+++ DOCUMENT EXCERPT

This caused Jacob to have to flee from Esau, and he would be gone for many years. We will see his travels and exploits over the next several chapters. The favoritism that was shown between these sons caused a turmoil that would last for hundreds of years. In fact, the later prophets would still be discussing the turmoil between Edom (the descendants of Esau) and Israel (the descendants of Jacob).
There is a warning in this account for parents. They should not show favoritism to their children as they are raising them, else they can cause great problems within their own families. These problems may last for many years, and cause irreparable damage to the relationship between siblings, and even between children and parents. This type of favoritism is often shown in different ways. Perhaps one parent likes sons better than daughters, or vice versa. Perhaps, like with Isaac and Rebekah, one child is chosen over another. This may manifest itself in a double standard in how the children are treated. Is one child punished for an action, and another allowed to do it without recourse? Is one child required to do chores and participate in the work of the family home while another is allowed to do whatever they desire?
Many parents may not even realize they are showing favoritism in their families. But, it can be sure that the children know when it is present! It is sad to see siblings that are shown favoritism use it against their own siblings. This can cause damage in relationships that will never be fixed between both parents and siblings. This type of favoritism often continues on for many generations, causing problems among even extended families. Parents must be very careful to make sure that they are treating their children the with the same care and concern, and love.
Question: How might favoritism in a family be detrimental to the spiritual development of children?

++++++

● **THE TASKS**
(1) Name every individual person mentioned by name in the passage on family favoritism.
(2) According to the passage on family favoritism, what name is given to the descendants of Esau?
(3) Reproduce the part of the passage on family favoritism between "Many parents may" and "concern, and love.", inclusive.

+++ RECORDED DATA

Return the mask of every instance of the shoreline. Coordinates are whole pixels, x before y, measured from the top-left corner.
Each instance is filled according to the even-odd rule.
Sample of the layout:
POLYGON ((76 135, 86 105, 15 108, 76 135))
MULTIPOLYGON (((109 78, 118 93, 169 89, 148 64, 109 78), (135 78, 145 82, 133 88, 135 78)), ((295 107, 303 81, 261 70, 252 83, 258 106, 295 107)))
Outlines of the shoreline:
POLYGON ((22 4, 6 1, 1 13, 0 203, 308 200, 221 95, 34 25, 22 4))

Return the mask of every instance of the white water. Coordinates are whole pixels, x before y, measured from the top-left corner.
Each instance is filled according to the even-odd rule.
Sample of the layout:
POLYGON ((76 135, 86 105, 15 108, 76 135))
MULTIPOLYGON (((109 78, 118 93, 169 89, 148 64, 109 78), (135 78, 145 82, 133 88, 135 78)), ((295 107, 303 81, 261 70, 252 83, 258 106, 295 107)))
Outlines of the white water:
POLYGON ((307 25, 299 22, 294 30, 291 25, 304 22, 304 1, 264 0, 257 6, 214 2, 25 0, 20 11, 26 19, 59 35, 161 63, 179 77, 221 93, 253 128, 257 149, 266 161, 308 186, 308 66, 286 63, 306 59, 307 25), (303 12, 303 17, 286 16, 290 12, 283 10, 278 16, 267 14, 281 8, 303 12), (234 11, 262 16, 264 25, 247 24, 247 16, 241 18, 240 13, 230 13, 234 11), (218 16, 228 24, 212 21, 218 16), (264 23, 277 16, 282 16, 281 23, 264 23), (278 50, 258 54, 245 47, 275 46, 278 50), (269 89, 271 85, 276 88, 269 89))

++++++
+++ RECORDED DATA

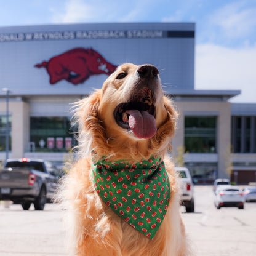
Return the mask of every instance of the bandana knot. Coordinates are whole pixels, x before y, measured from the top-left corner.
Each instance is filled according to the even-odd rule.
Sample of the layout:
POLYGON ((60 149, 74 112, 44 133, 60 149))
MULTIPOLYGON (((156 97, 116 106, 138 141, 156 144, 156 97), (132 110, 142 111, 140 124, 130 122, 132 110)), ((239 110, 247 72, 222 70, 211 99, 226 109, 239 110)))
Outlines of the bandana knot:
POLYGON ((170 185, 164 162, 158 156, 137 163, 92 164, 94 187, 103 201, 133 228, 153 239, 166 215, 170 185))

++++++
+++ RECORDED DATA

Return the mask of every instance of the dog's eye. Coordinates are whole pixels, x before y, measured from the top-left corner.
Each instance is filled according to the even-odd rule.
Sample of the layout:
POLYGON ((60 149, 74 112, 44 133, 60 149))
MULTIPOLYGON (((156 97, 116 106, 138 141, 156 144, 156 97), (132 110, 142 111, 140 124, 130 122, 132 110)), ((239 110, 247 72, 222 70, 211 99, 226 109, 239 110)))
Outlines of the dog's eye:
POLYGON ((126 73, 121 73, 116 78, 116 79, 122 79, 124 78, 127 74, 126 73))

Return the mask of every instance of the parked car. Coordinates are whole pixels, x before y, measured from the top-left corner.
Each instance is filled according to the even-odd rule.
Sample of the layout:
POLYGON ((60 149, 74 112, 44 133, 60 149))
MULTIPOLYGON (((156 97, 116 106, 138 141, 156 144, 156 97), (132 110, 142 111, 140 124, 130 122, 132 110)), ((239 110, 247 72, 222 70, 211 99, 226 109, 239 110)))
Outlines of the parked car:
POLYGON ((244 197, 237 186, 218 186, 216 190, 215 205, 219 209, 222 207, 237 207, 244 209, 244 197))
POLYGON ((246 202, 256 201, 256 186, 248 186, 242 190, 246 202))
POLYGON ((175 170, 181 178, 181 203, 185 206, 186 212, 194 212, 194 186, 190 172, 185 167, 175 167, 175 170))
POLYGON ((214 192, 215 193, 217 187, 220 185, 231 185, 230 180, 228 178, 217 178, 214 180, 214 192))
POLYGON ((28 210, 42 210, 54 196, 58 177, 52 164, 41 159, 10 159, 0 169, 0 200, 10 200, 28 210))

++++++

● **OUTPUTS BY TASK**
(1) Jacob, Esau, Isaac, Rebekah

(2) Edom

(3)
Many parents may not even realize they are showing favoritism in their families. But, it can be sure that the children know when it is present! It is sad to see siblings that are shown favoritism use it against their own siblings. This can cause damage in relationships that will never be fixed between both parents and siblings. This type of favoritism often continues on for many generations, causing problems among even extended families. Parents must be very careful to make sure that they are treating their children the with the same care and concern, and love.